#### DIRECTIONS:
According to the passage on few-shot named entity recognition, why can metric learning methods such as matching networks and prototypical networks be regarded as semi-supervised? Answer in one to three sentences.

start SUPPLIED PASSAGE

When large labelled datasets are available, the task of NER can be solved with very high quality (Akhundov et al., 2018). Common benchmarks for testing new NER methods are CoNLL-2003 (Sang and Meulder, 2003) and Ontonotes (Pradhan et al., 2013) datasets. They both include enough data to train neural architectures in a supervised learning setting. However, in real-world applications such abundant datasets are usually not available, especially for low-resourced languages. And even if we have a large labelled corpus, it will inevitably have rare entities that occur not enough times to train a neural network to accurately identify them in text.

This urges the need for developing methods of few-shot NER — successful identification of entities for which we have extremely small number of labelled examples. One solution would be semi-supervised learning methods, i.e. methods that can yield well-performing models by combining the information from a small set of labelled data and large amounts of unlabelled data which are available for virtually any language. Word embeddings which are trained in the unsupervised manner and are used in the majority of NLP tasks as the input to a neural network, can be considered as incorporation of unlabelled data. However, they only provide general (and not always suitable) information about word meaning, whereas we argue that unsupervised data can be used to extract more task-specific information on the structure of the data.

A prominent approach to the task of learning from few examples is metric learning (Bellet et al., 2013). This term denotes techniques that learn a metric to measure fitness of an object to some class. Metric learning methods, such as matching networks (Vinyals et al., 2016) and prototypical networks (Snell et al., 2017), showed good results in few-shot learning for image classification. These methods can also be considered as semi-supervised learning methods, because they use the information about structure of common objects in order to label the uncommon ones even without seeing many examples. This approach can even be used as zero-shot learning, i.e. instances of a target class do not need to be presented at training time. Therefore, such model does not need to be re-trained in order to handle new classes. This property is extremely appealing for real-world tasks.

Despite its success in image processing, metric learning has not been widely used in NLP tasks. There, in low-resourced settings researchers more often resort to transfer learning — use of knowledge from a different domain or language. We apply prototypical networks to the NER task and compare it to commonly used baselines. We test a metric learning technique in a task which often emerges in real-world setting — identification of instances with extremely small number of labelled examples. We show that although prototypical networks do not succeed in zero-shot NER task, they outperform other models in few-shot case.

end SUPPLIED PASSAGE
start EXTRACTED DATA

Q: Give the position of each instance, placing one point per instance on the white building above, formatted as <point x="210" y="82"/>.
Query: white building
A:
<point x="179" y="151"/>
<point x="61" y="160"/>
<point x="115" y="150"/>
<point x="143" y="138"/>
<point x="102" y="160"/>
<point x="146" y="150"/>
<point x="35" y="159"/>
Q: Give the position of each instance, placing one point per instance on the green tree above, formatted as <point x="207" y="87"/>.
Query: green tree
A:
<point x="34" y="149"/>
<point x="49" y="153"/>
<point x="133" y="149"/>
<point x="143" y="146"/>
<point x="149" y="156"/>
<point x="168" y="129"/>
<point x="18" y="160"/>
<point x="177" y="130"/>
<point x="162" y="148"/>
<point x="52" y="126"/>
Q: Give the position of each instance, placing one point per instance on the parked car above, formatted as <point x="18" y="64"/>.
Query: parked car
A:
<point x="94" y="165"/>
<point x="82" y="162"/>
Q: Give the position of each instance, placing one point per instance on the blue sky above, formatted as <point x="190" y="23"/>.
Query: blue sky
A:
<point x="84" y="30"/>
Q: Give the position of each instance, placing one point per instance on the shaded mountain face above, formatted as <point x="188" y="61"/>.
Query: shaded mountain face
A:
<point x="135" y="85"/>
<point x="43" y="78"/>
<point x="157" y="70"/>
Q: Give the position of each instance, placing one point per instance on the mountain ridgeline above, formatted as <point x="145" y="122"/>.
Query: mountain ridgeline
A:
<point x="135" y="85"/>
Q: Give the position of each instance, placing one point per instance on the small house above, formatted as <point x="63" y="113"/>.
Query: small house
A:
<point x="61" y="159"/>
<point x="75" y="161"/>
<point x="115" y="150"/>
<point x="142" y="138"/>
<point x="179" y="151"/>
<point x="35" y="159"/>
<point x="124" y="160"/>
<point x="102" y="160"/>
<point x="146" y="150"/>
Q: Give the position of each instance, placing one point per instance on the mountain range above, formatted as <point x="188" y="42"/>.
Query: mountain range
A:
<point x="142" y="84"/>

end EXTRACTED DATA

#### RESULT FOR THIS EXERCISE:
They can be regarded as semi-supervised because they use information about the structure of common objects to label uncommon ones, even without seeing many examples of the uncommon ones.